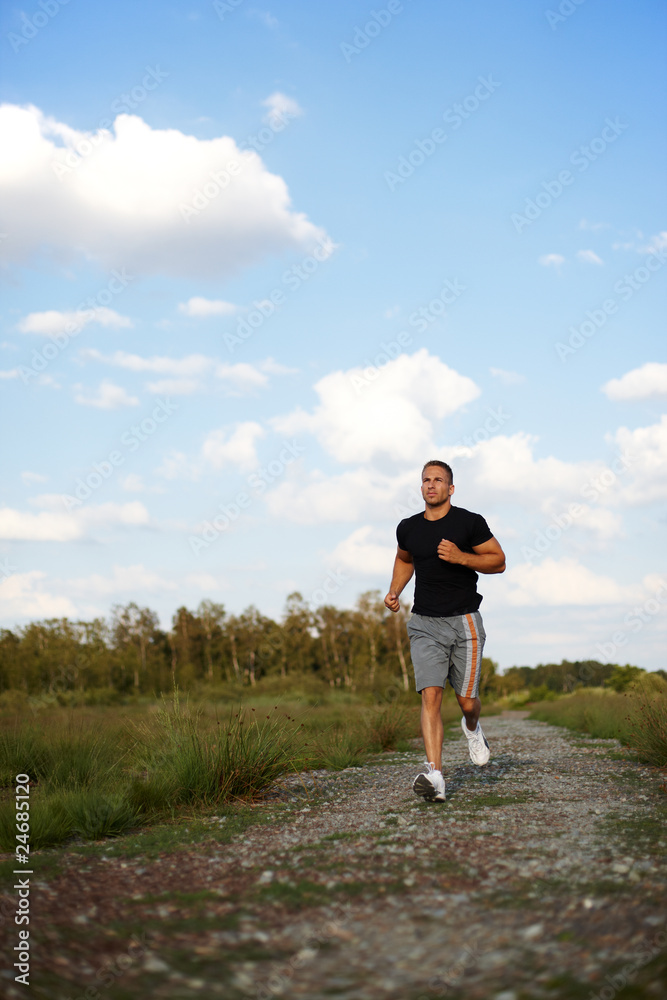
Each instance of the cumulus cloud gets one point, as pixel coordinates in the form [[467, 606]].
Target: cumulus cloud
[[201, 308], [55, 524], [392, 414], [281, 106], [241, 376], [589, 257], [108, 397], [237, 447], [33, 477], [646, 451], [506, 377], [505, 466], [23, 595], [173, 386], [215, 211], [563, 582], [238, 378], [641, 383], [551, 260], [191, 364], [360, 554], [52, 321], [122, 579]]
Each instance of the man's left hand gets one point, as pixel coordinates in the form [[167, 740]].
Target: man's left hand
[[450, 552]]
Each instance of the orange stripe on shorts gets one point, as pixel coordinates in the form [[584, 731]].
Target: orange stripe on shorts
[[473, 672]]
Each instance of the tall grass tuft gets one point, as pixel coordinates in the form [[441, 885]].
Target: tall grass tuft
[[50, 823], [390, 726], [94, 814], [638, 718], [200, 765], [648, 721]]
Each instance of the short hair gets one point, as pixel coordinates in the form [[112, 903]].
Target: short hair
[[443, 465]]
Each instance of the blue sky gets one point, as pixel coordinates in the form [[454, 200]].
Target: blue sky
[[439, 226]]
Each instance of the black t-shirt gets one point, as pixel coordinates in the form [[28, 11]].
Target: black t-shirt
[[443, 589]]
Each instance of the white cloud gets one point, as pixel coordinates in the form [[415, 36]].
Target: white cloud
[[111, 209], [241, 377], [363, 556], [589, 257], [177, 465], [191, 364], [46, 526], [593, 226], [656, 243], [506, 467], [108, 397], [237, 447], [646, 451], [199, 307], [359, 493], [506, 377], [272, 367], [22, 596], [173, 387], [281, 107], [264, 17], [393, 414], [55, 524], [123, 579], [202, 581], [52, 321], [562, 582], [133, 483], [33, 477], [640, 383], [551, 260]]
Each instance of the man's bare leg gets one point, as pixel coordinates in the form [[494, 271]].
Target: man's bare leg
[[432, 728], [471, 707]]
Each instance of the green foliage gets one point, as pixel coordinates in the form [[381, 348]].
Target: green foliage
[[638, 719], [94, 814], [623, 678], [202, 766]]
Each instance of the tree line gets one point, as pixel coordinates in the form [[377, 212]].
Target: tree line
[[363, 648]]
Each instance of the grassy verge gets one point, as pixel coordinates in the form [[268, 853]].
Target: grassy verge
[[637, 719], [94, 777]]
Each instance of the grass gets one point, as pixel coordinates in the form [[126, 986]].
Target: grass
[[637, 719], [93, 776]]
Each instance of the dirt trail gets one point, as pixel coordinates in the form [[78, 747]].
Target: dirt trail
[[543, 875]]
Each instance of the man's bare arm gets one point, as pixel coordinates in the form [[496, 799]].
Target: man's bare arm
[[485, 558], [403, 570]]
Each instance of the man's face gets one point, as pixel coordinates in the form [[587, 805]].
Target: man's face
[[435, 486]]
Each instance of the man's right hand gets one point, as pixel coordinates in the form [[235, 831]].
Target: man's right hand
[[392, 601]]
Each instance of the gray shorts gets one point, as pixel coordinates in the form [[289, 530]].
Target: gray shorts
[[445, 649]]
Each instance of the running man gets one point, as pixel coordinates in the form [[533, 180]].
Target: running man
[[446, 547]]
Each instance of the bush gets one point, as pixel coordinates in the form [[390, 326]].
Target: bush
[[205, 767], [94, 815], [649, 727]]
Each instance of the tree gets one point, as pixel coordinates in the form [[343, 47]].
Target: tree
[[133, 630], [211, 617]]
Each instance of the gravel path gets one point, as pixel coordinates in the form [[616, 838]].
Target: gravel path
[[543, 875]]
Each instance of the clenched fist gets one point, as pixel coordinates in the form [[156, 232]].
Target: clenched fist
[[450, 552], [392, 601]]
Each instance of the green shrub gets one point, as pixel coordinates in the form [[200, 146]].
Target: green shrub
[[95, 815], [50, 824], [208, 766], [386, 726], [648, 722]]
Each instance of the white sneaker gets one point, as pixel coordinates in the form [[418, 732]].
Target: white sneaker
[[478, 745], [430, 785]]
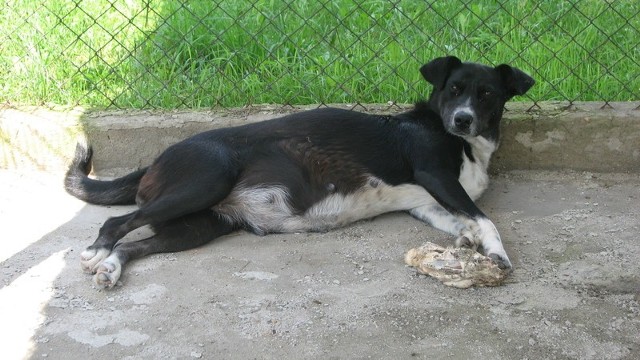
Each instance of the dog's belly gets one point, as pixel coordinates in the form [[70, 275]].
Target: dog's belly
[[266, 209]]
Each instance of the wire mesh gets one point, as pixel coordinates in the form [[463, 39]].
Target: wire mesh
[[231, 53]]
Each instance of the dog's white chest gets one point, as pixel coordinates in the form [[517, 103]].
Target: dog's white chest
[[473, 174]]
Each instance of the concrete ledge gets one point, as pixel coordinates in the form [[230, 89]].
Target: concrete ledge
[[552, 136]]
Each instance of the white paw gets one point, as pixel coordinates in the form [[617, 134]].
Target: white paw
[[90, 258], [467, 240], [502, 260], [108, 272]]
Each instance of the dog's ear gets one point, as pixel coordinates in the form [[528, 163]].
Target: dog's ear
[[515, 81], [437, 70]]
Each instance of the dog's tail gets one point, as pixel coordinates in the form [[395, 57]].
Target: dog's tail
[[120, 191]]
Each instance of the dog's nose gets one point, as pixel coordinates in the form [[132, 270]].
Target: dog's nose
[[463, 120]]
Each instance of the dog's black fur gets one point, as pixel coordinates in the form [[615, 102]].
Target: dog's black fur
[[315, 170]]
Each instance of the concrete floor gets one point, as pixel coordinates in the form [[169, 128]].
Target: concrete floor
[[345, 294]]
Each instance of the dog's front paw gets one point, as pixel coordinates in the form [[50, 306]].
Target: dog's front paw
[[90, 258], [466, 241], [108, 273], [501, 260]]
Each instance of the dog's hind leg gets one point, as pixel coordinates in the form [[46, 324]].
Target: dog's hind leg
[[186, 179], [180, 234]]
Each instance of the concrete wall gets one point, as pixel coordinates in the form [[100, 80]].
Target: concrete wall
[[583, 137]]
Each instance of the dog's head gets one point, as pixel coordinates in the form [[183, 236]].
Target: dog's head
[[470, 97]]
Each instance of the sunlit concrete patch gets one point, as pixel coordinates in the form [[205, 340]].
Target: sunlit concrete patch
[[150, 294], [123, 337], [256, 275], [22, 304], [33, 207]]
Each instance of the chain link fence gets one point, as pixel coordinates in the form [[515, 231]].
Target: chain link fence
[[232, 53]]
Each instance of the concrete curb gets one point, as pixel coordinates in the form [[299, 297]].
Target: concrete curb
[[550, 137]]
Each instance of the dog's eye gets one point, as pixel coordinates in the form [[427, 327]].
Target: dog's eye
[[485, 95]]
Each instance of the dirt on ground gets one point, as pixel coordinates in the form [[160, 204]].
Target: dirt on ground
[[344, 294]]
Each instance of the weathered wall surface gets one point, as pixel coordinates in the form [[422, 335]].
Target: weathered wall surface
[[583, 137]]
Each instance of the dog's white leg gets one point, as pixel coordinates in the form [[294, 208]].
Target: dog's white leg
[[491, 243], [90, 258], [436, 216], [470, 232], [108, 272]]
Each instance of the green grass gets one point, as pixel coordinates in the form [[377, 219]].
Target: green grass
[[146, 54]]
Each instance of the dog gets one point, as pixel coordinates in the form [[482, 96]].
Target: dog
[[314, 171]]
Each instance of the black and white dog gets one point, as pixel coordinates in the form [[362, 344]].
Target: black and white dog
[[314, 171]]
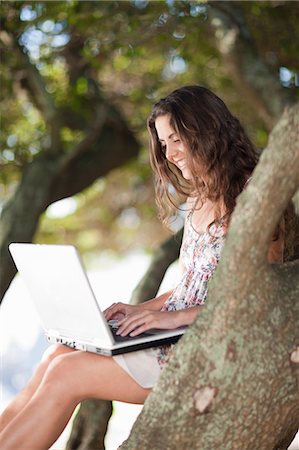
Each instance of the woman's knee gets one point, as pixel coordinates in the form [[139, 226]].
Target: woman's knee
[[53, 351]]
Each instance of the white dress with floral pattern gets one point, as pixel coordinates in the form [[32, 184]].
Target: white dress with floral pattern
[[200, 254]]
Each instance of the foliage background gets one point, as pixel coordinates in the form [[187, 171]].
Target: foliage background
[[134, 52]]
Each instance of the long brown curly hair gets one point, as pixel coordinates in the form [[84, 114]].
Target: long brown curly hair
[[214, 139]]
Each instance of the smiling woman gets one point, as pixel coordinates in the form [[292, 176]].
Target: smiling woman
[[194, 140]]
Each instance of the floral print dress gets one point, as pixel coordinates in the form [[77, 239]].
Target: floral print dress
[[200, 254]]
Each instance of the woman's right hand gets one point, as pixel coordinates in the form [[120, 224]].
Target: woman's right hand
[[118, 311]]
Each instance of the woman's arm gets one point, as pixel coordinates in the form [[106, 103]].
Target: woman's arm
[[141, 321], [275, 252]]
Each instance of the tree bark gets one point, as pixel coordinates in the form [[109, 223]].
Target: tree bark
[[235, 373], [167, 253], [90, 425], [249, 71]]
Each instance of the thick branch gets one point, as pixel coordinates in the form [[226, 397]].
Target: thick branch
[[238, 362], [244, 64], [279, 186], [148, 286]]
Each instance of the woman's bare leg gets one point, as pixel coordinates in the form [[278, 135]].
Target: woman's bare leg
[[69, 379], [19, 402]]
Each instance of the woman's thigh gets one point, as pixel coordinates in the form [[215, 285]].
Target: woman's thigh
[[83, 375]]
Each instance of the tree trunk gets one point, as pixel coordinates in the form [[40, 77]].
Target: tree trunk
[[90, 425], [232, 381]]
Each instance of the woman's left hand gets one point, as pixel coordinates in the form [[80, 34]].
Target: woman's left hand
[[139, 322]]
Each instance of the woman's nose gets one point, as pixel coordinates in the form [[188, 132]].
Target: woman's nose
[[171, 151]]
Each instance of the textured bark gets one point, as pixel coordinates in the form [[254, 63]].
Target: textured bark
[[90, 425], [251, 74], [232, 381], [148, 286]]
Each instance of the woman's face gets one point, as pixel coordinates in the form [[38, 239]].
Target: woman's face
[[175, 150]]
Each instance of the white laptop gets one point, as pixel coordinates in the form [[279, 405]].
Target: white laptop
[[67, 306]]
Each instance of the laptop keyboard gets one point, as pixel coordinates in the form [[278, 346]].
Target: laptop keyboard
[[118, 338]]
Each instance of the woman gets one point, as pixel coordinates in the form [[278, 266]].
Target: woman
[[201, 154]]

|---|

Your task = Copy the material word for word, from the line containing "Each instance of the dog's eye" down through the line containing "[[53, 351]]", with both of those lines included. Omit any pictures from your copy.

The solution =
Each instance of the dog's eye gets one point, as pixel coordinates in the form [[427, 327]].
Target: dog's eye
[[485, 95]]
Each instance of the dirt on ground gets one point, as pixel coordinates in the form [[160, 204]].
Target: dirt on ground
[[344, 294]]
Each instance of the weathered wall surface gets one point, as pixel coordinates in the form [[422, 335]].
Target: weathered wall surface
[[583, 137]]
Each instance of the dog's white leg gets one point, as pixel coordinates in the form [[294, 208]].
Target: dog's white leg
[[491, 243], [90, 258], [436, 216], [470, 232], [108, 272]]
Each instance of the green grass gets one point, as pixel coordinates in the form [[377, 219]].
Target: green grass
[[146, 54]]
Each instance of the dog gets one point, as pixel coordinates in the form [[482, 96]].
Target: dog
[[314, 171]]
Each instance of the black and white dog gets one point, as pixel coordinates in the form [[362, 344]].
Target: black and white dog
[[314, 171]]
Each instance of the woman's knee gets one point, as pixel coordinates in the form [[139, 226]].
Target: woman's knee
[[53, 351]]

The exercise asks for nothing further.